START DATA PROVIDED

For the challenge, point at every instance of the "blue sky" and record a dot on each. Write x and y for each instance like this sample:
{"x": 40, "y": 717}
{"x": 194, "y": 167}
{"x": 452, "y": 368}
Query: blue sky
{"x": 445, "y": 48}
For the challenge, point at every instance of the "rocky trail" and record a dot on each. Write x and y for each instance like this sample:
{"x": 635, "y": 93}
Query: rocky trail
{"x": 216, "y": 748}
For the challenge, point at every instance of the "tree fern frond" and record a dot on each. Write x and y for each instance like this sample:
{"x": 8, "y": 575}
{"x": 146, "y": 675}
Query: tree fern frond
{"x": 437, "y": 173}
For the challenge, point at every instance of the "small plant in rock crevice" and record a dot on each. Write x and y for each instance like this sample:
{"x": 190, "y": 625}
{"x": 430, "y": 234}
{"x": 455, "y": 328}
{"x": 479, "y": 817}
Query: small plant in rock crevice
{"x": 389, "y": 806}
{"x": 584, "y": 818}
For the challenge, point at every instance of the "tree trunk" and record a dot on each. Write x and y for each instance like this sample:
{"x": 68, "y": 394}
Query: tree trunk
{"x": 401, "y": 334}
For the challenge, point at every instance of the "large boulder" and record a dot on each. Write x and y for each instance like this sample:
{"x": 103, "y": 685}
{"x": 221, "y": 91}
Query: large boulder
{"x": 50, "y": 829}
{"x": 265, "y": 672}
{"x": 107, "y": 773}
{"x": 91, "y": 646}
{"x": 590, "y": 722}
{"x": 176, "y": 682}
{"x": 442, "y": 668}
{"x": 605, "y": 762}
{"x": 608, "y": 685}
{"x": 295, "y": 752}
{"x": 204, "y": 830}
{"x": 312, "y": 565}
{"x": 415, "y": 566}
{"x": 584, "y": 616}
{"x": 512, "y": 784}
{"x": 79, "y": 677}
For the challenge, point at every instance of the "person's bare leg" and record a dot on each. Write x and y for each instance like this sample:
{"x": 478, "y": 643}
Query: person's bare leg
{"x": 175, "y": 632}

END DATA PROVIDED

▶ [PROMPT]
Take the listing above and write it out again exactly.

▶ [SOLUTION TO THE EXERCISE]
For the challenge, point at every instance of the "blue sky" and record a dot on each. Write x and y for each instance like this sample:
{"x": 40, "y": 717}
{"x": 194, "y": 167}
{"x": 452, "y": 368}
Query: blue sky
{"x": 445, "y": 48}
For the challenge, point at every instance of the "rocky trail" and record a dot on each. Write x and y for each instance like this sample:
{"x": 635, "y": 93}
Query: rocky trail
{"x": 216, "y": 748}
For the challenge, point at every instance of the "tree fern frond" and record a dot on each. Write x and y for each instance like this sample:
{"x": 8, "y": 575}
{"x": 146, "y": 675}
Query: tree fern frond
{"x": 437, "y": 173}
For the challenge, point at every instance of the "small plant in rock crevice" and record a dot on each. Write x and y for each instance like this sample:
{"x": 190, "y": 625}
{"x": 430, "y": 234}
{"x": 455, "y": 328}
{"x": 479, "y": 817}
Query: small plant in rock crevice
{"x": 389, "y": 806}
{"x": 584, "y": 818}
For the challenge, point at every instance of the "tree trunk" and record a dot on each. Write x and y for each instance like this sample:
{"x": 68, "y": 394}
Query: tree trunk
{"x": 401, "y": 334}
For the challenge, point at every instance of the "large boulder" and record a dot on each. Write x and y for each instance like this sample:
{"x": 103, "y": 685}
{"x": 221, "y": 91}
Query: large boulder
{"x": 50, "y": 829}
{"x": 265, "y": 672}
{"x": 107, "y": 773}
{"x": 91, "y": 646}
{"x": 590, "y": 722}
{"x": 176, "y": 682}
{"x": 442, "y": 668}
{"x": 605, "y": 762}
{"x": 608, "y": 685}
{"x": 295, "y": 752}
{"x": 204, "y": 830}
{"x": 312, "y": 565}
{"x": 415, "y": 566}
{"x": 584, "y": 616}
{"x": 512, "y": 784}
{"x": 79, "y": 677}
For the challenge, point at every instance of the "person's bare leg" and record a dot on each. Write x and y for each instance like this sample:
{"x": 478, "y": 643}
Query: person's bare leg
{"x": 175, "y": 632}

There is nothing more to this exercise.